_Questions on the material:_
**1)** Answer these questions from the biography of John Ripon:
(a) In what month and year did Alice Ripon die?
(b) What sum did Ripon and four other citizens pledge in sureties concerning St. Leonard’s hospital?
(c) What value of goods were the raiders reputed to have removed from the archbishop?
**2)** State whether each statement agrees with the biography of John Ripon, and quote the words that decide it:
(a) Ripon took part in the armed attacks on St. Leonard’s hospital in 1376.
(b) Ripon was returned to Parliament in September 1388.
(c) The men who raided the archbishop’s residences were punished.
**3)** From the biography of John Ripon, extract word for word the passage that opens with the words containing "Despite the striking" and closes with "who this was.".

_Document extract:_
===============

Despite the striking difference in their ages, the subject of this biography has often been confused with the John Ripon who entered the freedom of York in 1334 and occupied a variety of civic offices between then and 1363. But the latter clearly died well before the late 1370s, when his widow, Alice (who had by then outlived another husband), was found to be in possession of certain tenements in Coney Street; and it is evident that earlier references to ‘John son of Arnold Ripon’ were intended to distinguish our Member from his older and then more prominent namesake. Alice Ripon lived on until December 1390, when she left half of her Coney Street and North Street properties to her husband’s next heir, but there is now no means of telling who this was.
By the time of his one return to Parliament, in September 1388, Ripon had not only gained considerable experience as a local tax collector, j.p. and crown commissioner, but had also become embroiled in the bitter factional disputes which divided the city towards the close of the century. He did not himself take part in any of the armed attacks launched on St. Leonard’s hospital, in 1376, but agreed to join with four other wealthy citizens in pledging the remarkably high sureties of 5,000 marks as a guarantee that no further assaults would be made by the commonalty either upon the hospital or its unpopular master, the King’s clerk, Richard Ravenser. Probably as a result of his membership of the council of 24, Ripon was summoned to Westminster, in May 1381, to give evidence during an inquiry into the unrest caused by Simon Quixley’s struggle to wrest control of the government of York from John Gisburn. His own sympathies probably lay with Gisburn, the leader of the ‘bones gentz’, and he may once again have been required to offer financial guarantees on behalf of others. Although he remained aloof from the violent events of the following summer, which saw an escalation of the internecine feuding, Ripon was quite prepared to take up arms when the occasion warranted. Sharing the antagonism felt by many of his fellow citizens towards the high-handed archbishop of York, Alexander Neville, he and other ‘evil doers’ mounted a raid on the latter’s palace at York early in 1386, going on to ransack his residences at Cawood and Bishopthorpe as well. Although they reputedly caused extensive damage and removed goods to the value of £1,000, the malefactors not only escaped punishment, but probably won for themselves the approval of the Lords Appellant, who had the archbishop condemned to exile by the Merciless Parliament of 1388 as an undesirable influence upon the young King. Ripon’s election to the next Parliament, while the Appellants still remained in power, may not have been entirely unconnected with this incident, which clearly reflects where his political sympathies lay.

===============

_Data segment:_
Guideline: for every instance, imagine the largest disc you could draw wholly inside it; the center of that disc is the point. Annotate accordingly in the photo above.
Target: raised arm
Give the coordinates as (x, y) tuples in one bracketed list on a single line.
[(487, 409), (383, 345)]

===============

_Per-task answers:_
**1)**
(a) December 1390.
(b) 5,000 marks.
(c) £1,000.

**2)**
(a) No: "He did not himself take part in any of the armed attacks launched on St. Leonard’s hospital, in 1376".
(b) Yes: "By the time of his one return to Parliament, in September 1388".
(c) No: "the malefactors not only escaped punishment".

**3)**
Despite the striking difference in their ages, the subject of this biography has often been confused with the John Ripon who entered the freedom of York in 1334 and occupied a variety of civic offices between then and 1363. But the latter clearly died well before the late 1370s, when his widow, Alice (who had by then outlived another husband), was found to be in possession of certain tenements in Coney Street; and it is evident that earlier references to ‘John son of Arnold Ripon’ were intended to distinguish our Member from his older and then more prominent namesake. Alice Ripon lived on until December 1390, when she left half of her Coney Street and North Street properties to her husband’s next heir, but there is now no means of telling who this was.